- **PROBLEM REQUIREMENTS**
Output every line of the entries from the line containing "For every instance of the ceiling fan" through the last, exactly, with no other content.

- **DATA TO PROCESS**
◇ ◇ ◇ ◇ ◇
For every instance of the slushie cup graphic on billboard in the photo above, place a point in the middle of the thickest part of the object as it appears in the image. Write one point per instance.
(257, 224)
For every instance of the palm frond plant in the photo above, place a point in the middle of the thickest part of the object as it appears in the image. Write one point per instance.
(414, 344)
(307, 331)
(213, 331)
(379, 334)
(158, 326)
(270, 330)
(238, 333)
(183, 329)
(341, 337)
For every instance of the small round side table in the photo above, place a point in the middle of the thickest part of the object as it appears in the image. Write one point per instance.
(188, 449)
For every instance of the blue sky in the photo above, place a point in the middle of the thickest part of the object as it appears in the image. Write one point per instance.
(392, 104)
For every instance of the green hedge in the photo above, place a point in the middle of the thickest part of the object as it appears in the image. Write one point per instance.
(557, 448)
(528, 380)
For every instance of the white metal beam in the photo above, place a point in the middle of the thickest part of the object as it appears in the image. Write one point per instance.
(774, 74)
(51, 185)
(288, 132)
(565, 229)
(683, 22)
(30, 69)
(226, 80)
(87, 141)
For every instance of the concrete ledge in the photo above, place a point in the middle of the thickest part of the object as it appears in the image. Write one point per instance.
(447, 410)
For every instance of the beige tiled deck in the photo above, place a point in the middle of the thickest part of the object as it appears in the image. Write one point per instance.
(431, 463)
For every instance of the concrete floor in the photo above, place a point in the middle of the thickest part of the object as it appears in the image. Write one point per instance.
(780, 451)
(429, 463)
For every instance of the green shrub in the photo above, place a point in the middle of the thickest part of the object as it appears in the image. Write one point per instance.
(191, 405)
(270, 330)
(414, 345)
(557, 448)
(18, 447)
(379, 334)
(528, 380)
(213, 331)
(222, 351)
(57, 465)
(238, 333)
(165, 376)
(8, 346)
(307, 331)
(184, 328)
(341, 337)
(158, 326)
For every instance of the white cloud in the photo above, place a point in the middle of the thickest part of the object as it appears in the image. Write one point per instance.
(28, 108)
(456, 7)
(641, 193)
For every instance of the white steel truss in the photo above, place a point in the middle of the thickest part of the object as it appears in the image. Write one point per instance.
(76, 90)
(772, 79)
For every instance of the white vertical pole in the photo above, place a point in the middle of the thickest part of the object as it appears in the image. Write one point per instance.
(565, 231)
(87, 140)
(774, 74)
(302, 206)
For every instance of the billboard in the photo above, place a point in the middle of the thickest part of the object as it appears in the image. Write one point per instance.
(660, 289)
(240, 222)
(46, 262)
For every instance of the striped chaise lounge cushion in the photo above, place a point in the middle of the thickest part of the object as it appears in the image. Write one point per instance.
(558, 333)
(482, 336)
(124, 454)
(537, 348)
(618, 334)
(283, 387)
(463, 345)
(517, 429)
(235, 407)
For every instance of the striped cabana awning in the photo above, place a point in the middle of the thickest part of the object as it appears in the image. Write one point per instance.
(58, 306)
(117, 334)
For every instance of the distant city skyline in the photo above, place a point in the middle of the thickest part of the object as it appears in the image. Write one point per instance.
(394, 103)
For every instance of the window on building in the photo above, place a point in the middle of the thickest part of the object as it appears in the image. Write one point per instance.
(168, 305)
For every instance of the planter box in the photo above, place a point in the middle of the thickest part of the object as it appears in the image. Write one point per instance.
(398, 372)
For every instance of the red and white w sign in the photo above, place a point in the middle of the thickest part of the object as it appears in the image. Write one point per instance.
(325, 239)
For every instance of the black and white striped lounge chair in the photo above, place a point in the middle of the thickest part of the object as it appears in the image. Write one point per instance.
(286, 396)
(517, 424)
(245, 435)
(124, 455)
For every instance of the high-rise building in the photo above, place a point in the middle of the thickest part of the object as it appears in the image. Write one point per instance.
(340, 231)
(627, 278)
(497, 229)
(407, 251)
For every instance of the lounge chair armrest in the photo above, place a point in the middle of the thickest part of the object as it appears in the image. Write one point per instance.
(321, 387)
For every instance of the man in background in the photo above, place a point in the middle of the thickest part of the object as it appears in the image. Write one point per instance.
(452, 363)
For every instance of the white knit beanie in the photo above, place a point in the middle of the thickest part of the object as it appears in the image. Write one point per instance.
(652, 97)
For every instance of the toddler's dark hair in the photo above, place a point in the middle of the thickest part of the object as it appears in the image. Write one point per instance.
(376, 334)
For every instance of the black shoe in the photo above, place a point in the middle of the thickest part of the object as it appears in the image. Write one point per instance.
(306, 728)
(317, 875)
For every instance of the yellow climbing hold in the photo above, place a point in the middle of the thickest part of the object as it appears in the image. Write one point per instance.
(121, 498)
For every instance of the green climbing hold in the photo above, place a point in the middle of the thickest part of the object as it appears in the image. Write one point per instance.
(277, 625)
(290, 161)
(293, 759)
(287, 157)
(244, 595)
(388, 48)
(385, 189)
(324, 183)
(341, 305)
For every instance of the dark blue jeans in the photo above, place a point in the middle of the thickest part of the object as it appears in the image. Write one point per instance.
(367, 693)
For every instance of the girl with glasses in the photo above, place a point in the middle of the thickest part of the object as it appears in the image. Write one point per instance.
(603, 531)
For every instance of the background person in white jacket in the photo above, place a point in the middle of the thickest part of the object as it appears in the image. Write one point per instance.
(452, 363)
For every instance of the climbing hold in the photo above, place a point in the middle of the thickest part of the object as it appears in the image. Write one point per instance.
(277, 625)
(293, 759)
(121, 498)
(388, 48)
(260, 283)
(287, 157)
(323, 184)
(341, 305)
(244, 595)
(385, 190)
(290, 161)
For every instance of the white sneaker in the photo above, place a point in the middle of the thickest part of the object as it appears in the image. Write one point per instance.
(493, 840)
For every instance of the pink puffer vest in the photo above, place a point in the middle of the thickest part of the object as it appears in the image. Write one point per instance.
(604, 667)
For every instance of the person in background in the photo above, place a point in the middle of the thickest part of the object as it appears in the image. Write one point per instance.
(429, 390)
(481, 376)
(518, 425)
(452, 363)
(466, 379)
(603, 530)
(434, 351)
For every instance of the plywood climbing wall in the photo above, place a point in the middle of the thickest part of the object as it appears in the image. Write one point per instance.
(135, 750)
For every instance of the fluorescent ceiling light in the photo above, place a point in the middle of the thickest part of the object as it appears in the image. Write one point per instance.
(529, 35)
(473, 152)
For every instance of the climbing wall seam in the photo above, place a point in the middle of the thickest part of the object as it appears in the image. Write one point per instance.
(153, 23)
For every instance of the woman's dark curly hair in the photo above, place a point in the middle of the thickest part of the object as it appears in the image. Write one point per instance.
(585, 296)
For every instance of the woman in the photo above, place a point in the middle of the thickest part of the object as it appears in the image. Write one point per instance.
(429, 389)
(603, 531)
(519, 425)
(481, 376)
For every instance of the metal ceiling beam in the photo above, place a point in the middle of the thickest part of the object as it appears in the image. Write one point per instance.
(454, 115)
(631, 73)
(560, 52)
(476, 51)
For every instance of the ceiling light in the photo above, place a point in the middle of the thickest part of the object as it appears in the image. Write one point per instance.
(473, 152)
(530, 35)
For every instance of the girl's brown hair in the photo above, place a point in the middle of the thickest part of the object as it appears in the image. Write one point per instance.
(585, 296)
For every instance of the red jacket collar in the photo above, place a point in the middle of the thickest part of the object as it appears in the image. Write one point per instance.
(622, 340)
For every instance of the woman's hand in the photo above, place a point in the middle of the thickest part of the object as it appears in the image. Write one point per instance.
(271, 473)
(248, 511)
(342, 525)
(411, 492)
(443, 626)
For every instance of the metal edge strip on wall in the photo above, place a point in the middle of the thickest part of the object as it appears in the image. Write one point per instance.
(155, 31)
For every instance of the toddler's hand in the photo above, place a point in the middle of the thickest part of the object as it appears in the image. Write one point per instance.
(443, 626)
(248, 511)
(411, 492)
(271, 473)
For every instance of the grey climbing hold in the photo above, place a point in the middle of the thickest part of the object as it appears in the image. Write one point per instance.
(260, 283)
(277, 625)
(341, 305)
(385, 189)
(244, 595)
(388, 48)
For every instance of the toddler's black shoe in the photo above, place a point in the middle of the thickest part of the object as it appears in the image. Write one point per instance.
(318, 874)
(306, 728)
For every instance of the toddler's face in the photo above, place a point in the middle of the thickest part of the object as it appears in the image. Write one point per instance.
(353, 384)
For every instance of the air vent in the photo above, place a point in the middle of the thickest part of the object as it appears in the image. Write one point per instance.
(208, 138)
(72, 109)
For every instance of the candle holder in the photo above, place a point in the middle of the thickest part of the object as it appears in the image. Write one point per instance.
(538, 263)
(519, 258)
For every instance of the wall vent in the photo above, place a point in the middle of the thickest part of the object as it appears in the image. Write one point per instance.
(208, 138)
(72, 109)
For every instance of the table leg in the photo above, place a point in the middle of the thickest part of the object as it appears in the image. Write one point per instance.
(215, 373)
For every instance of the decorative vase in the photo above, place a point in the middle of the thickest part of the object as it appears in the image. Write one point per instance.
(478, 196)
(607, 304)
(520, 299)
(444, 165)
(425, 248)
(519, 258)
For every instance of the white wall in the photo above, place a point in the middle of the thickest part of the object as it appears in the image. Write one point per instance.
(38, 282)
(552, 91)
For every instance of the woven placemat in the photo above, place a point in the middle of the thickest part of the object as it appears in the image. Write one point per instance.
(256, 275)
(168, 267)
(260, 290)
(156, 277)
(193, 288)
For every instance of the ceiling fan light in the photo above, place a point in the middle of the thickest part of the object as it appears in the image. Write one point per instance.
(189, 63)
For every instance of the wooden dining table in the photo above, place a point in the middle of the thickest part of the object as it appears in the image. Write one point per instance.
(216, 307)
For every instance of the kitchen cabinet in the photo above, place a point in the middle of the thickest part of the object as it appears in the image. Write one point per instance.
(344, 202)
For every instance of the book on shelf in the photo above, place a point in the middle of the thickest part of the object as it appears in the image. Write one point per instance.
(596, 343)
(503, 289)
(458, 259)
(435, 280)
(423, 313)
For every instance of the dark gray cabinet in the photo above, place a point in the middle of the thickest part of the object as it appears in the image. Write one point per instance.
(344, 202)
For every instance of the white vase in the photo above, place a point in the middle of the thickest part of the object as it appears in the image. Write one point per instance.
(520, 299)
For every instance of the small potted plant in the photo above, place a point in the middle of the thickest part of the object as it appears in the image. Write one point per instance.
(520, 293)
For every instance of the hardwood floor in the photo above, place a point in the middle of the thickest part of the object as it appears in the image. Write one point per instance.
◇ ◇ ◇ ◇ ◇
- **RESULT FOR THIS EXERCISE**
For every instance of the ceiling fan light in the photo above, place a point in the middle of the thickest part of the object as it appears in the image. Write one point per instance.
(189, 63)
For every instance of the wooden dining table in the photo above, place a point in the middle of the thickest part of the object as it appears in the image. Write one point per instance.
(216, 307)
For every instance of the kitchen cabinet in the photo above, place a point in the middle of the thickest part of the object as it appears in the image. Write one point per instance.
(344, 202)
For every instance of the book on shelf in the photo above, place a point in the middle of the thickest part of the object as it appears in the image. Write one point per instance.
(596, 343)
(503, 289)
(458, 259)
(435, 280)
(423, 313)
For every instance of the dark gray cabinet in the photo above, place a point in the middle of the thickest part of the object as it appears in the image. Write one point per instance.
(344, 202)
For every instance of the white vase in the photo above, place a point in the middle of the thickest part of the object as it appears in the image. Write one point per instance.
(520, 299)
For every instance of the small potted plant in the photo above, place a point in the middle of the thickest part of the object as it appears in the image. Write one point per instance.
(520, 293)
For every instance of the hardwood floor in the photo above, place a point in the middle of the thickest part of the object as it appears in the image. Write one point per instance.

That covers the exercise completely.